===== Source extract =====

As defined by Rubin & Babbie (2017, p.350), probability sampling involves random sampling. It includes specific, precise, and scientific sampling techniques that can allow for determination and control of the likelihood that particular elements are selected for the population being studied.
Conversely, nonprobability sampling is used when it may not be appropriate or possible for the sampling to be selected randomly (Rubin & Babbie, 2017, p. 352). The sample chosen will not be one where everyone in the population of the study will have an equal chance of being selected to participate in the study (Radey, 2020).
Examples of nonprobability sampling are (Rubin & Babbie, 2017, pp.353356):
– Reliance on Available Subjects: also known as availability sampling, employs the use of sampling whoever is available.
Purposive or Judgmental Sampling: selecting a sample based on your own knowledge of the population and purpose of the study.
Quota Sampling: addresses the issue of representativeness by creating a matrix that captures the characteristics of each element of the population in the study. The elements are weighted so that the overall data will provide a reasonable representation of the total population.
Snowball Sampling collecting data from a few members of a target population and asking those members to refer others that they may know.
2)Discuss the logic of probability sampling.
As all members of a population are never going to be identical in all characteristics, probability sampling provides for an efficient method for the selection of a sample that will take into account variations of a population. (Rubin & Babbie, 2017, p. 357).
There are several ways in which a researcher can encounter obstacles in selecting probability sampling. One risk inherent to probability sampling is conscious and unconscious sampling bias (Rubin & Babbie, 2017, pp. 357 – 358). Choosing participants can be affected by feelings of the researcher of which they may or may not be aware. Those selected for participation are not typical or representative of the broader population.
Another piece on the logic of probability sampling is representativeness and probability of selection (Rubin & Babbie, 2017, pp. 358359). A fundamental principle of probability sampling is that the sample will be representative of its population only if all members of the population have an equal chance for selection. Probability sampling offers two advantages in the areas of representativeness and probability by taking into account and avoiding bias as well as using probability theory to estimate a sample’s accuracy.
The final piece used in the logic of probability sampling is the use of random selection (Rubin & Babbie, 2017, p.359360). Key to the process of probability sampling, random selection allows each element to have an equal chance for selection independent of any other event in the selection process. Random selection serves to alleviate conscious or unconscious bias and allows the use of probability theory for estimating the characteristics of a population and the accuracy of samples.
3)Give descriptions of the basic types of probability sampling – simple random, systematic, stratified, and cluster.
Simple random sampling occurs when the researcher assigns a number to each element of the sampling frame. A table of random numbers or a computerized random number generator can then be used to select elements for the sample (Rubin & Babbie, 2017, p. 366).
Systematic sampling is more complicated but is more efficient to use when a population list is available. (Rubin & Babbie, 2017, p. 366). As Radey (2020) explains, in systematic sampling, every kth element in the list is selected. The distance between the elements chosen for the sample is known as the sampling interval. While almost identical to simple random sampling, systematic sampling can be compromised if the sampling frame is not randomized.

=====

**Things to do**
1 > According to the sampling notes, what role does random selection play in probability sampling? Answer in one to three sentences.
2 > Answer from the sampling notes:
(a) What two tools can be used to select elements in simple random sampling?
(b) In systematic sampling, what is the distance between the chosen elements called?
(c) In snowball sampling, what are the first members of the target population asked to do?
3 > In the sampling notes, reproduce the passage from "The final piece" up to and including "stratified, and cluster.".

===== Supplied information =====

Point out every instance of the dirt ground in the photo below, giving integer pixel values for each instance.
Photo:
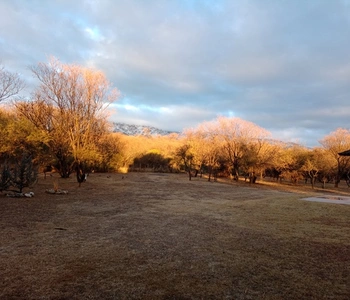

=====

**The answers**
1 > Random selection gives each element an equal chance of being selected, independent of any other event in the selection process. This reduces conscious or unconscious bias. It also allows probability theory to be used to estimate a population's characteristics and the accuracy of samples.

2 >
(a) A table of random numbers or a computerized random number generator.
(b) The sampling interval.
(c) Refer others they may know.

3 >
The final piece used in the logic of probability sampling is the use of random selection (Rubin & Babbie, 2017, p.359360). Key to the process of probability sampling, random selection allows each element to have an equal chance for selection independent of any other event in the selection process. Random selection serves to alleviate conscious or unconscious bias and allows the use of probability theory for estimating the characteristics of a population and the accuracy of samples.
3)Give descriptions of the basic types of probability sampling – simple random, systematic, stratified, and cluster.